Swap "thickest" for "widest" throughout the lines below, keeping everything else the same, and leave the pictures out of your answer.

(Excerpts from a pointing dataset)
● ● ● ●

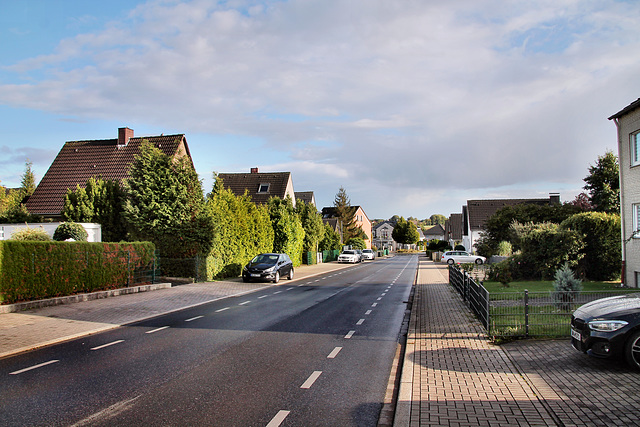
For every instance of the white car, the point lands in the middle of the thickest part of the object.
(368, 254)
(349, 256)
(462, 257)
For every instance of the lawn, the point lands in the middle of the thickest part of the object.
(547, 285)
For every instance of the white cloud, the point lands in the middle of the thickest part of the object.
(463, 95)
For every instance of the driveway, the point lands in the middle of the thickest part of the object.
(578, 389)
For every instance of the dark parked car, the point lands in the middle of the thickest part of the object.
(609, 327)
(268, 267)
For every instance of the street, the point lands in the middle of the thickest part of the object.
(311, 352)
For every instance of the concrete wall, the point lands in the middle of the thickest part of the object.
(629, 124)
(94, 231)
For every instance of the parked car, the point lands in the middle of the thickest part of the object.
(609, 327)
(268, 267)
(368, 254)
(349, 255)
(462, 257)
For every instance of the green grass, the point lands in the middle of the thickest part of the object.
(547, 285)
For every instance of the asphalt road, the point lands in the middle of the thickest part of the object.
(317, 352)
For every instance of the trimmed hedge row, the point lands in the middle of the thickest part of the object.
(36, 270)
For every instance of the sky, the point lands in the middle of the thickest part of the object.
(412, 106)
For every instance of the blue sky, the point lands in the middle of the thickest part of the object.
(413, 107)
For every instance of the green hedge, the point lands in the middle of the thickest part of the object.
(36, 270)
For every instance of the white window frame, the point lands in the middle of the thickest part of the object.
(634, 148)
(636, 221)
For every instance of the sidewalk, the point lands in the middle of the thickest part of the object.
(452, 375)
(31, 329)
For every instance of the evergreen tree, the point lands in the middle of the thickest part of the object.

● ● ● ●

ANSWER IN FULL:
For every instance of the white car, the point lands in the middle of the widest part of the object.
(368, 254)
(349, 256)
(462, 257)
For every instance of the lawn, the point lands in the middle of the widest part of the object.
(547, 285)
For every instance of the white cloud, the point lands in the middle of the widest part of the object.
(463, 95)
For every instance of the driveway, the point lands in the middle of the widest part of the object.
(578, 389)
For every instance of the dark parked car, the point lands in the middle of the widest part of the object.
(609, 327)
(268, 267)
For every instance of the street, the point lands in the middle of the widest part of the object.
(311, 352)
For every instance of the concrete wall, the point lands in the middle of the widest part of the object.
(629, 124)
(94, 231)
For every instance of the parked car, the point lands in the middle of the widest part of the object.
(609, 327)
(268, 267)
(368, 254)
(349, 255)
(462, 257)
For every instance of the green grass, the point lands in the middle of the widest part of the object.
(547, 285)
For every instance of the asphalt road, the point lands in the middle of the widest part of the object.
(317, 352)
For every instance of the trimmed hedge row, the point lands in the middle of the widest part of the object.
(36, 270)
For every instance of the sky, the point lands in the middle of the widest part of the object.
(412, 106)
For every instance of the blue sky, the point lands in the middle of the widest part of the object.
(413, 107)
For every instance of the green hedge, the point lands in the middle of the widest part of the object.
(36, 270)
For every instance of the white window frame, the point lands in the middle of the widest part of the object.
(634, 148)
(636, 221)
For every instance of the sidewalk, the point lands in the middle of the widest part of the object.
(452, 375)
(31, 329)
For every instance of the evergreen tree, the point lands in the middle of the widest part of the object.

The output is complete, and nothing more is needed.